[What you should do]: In the data below, find each line that contains the word "with" and copy it.

[Supplied material]:
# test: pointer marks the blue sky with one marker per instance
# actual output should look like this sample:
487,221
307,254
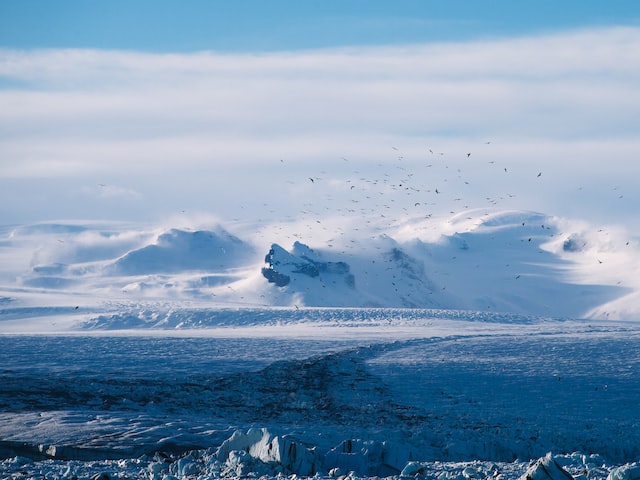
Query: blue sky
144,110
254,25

---

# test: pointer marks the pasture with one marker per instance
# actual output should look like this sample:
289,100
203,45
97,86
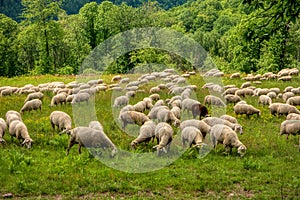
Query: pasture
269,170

---

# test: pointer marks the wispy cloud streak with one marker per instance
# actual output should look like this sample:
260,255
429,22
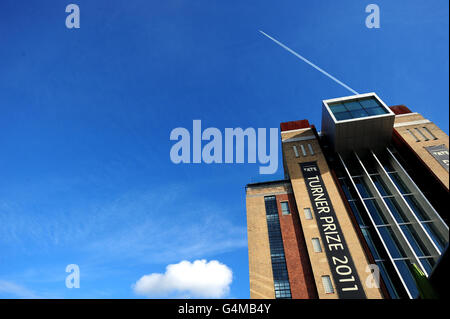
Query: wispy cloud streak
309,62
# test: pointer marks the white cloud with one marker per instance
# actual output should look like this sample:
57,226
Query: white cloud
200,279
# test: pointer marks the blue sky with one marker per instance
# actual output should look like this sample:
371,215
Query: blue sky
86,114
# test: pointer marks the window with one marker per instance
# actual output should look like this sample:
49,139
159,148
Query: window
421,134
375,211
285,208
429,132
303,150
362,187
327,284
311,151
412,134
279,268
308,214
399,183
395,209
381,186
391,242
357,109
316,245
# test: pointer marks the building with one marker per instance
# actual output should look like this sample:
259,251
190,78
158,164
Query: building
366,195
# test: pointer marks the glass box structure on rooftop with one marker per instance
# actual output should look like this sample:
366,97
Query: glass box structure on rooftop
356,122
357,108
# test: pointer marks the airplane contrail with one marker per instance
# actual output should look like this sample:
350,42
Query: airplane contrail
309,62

[Exercise output]:
# test: pointer marks the blue sky with one marker per instance
# test: pointer marks the pasture with one marker per instance
# test: pointer marks the wispy cloud streak with one marker per instance
# test: pointer marks the white cloud with one marker per instance
# test: pointer marks the blue sky with one marker per instance
# test: pointer marks the window with one marker per instance
# test: pointer marks the building with one marker per instance
# test: pointer marks the glass box structure on rooftop with one marker per instance
# test: pointer marks the airplane contrail with one marker per instance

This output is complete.